*EXERCISE DETAILS:* Output the entries below exactly as written, omitting pictures.

*SUPPLIED RECORDS:*
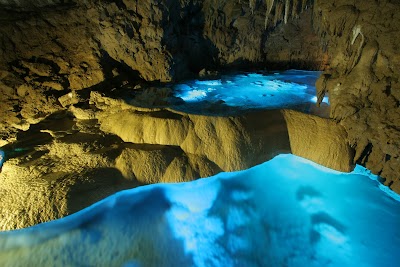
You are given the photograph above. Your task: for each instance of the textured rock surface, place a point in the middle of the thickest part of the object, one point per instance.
(363, 80)
(50, 48)
(320, 140)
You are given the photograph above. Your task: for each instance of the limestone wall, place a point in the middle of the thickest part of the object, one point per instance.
(363, 81)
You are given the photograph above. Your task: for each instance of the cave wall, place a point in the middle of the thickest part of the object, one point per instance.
(49, 48)
(363, 80)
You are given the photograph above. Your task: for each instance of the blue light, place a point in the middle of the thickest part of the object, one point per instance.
(285, 212)
(288, 89)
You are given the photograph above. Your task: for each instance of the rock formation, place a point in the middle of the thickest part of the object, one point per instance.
(56, 56)
(64, 163)
(363, 79)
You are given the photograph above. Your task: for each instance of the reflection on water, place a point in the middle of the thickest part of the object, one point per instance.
(232, 93)
(285, 212)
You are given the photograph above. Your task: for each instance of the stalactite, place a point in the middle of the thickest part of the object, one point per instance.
(278, 13)
(252, 5)
(270, 4)
(295, 8)
(303, 5)
(287, 7)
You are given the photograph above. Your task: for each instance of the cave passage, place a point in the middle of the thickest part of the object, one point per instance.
(294, 89)
(285, 212)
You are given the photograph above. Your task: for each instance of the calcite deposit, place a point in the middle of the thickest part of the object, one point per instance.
(66, 65)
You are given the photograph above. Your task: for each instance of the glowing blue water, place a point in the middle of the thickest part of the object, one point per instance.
(284, 212)
(288, 89)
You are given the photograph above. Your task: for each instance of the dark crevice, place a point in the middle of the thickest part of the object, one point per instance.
(365, 155)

*PROBLEM SOLUTION:*
You are given the photograph above. Your task: for each instance of the textured rock surface, place a point in the middle of the thickest part of the object, one point per instance.
(363, 80)
(50, 48)
(320, 140)
You are given the photograph above. Your task: for each instance of the limestone wall, place a point in the middle of the thickest part of the object, one point per instance.
(363, 81)
You are given the photograph above. Your task: for each instance of the cave wall, place a point in the middle of the thickest part of the object, one point per instance.
(49, 48)
(363, 80)
You are given the photograph above. Your task: for each instance of the blue light, place a point in the middle of the thickest part of the object, one point per instance.
(285, 212)
(288, 89)
You are given the photograph above. Your task: for each instance of the rock formation, place a point in the middle of the thickest part of the object, one point per instance.
(56, 56)
(64, 163)
(363, 79)
You are given the photograph above. Your task: for each instance of the reflection on water, place a point in the middle of the thickest part of the object, one point per instance.
(232, 93)
(285, 212)
You are given the photograph above. Your task: for each instance of the stalactite, place a point in the middle of the thickest part of the object, one point per instance.
(278, 13)
(252, 5)
(270, 4)
(295, 8)
(303, 5)
(287, 7)
You are given the photograph above. Your task: for each instance of the cave passage, place a point in the middle of the thickest part of the object, one point per instance.
(294, 89)
(285, 212)
You are given the photograph above. Your task: for each instance of the calcite deposit, place a point in the middle of the thickest part of the object, one point per instance.
(66, 65)
You are given the photograph above. Your task: for each instance of the glowing blue water, place a point in the middle of the thickest part of the object, one point per instance.
(284, 212)
(288, 89)
You are given the photograph above. Your task: for each instance of the dark crevice, place a point in the middle of the thickest part of the object, one point per instance.
(365, 155)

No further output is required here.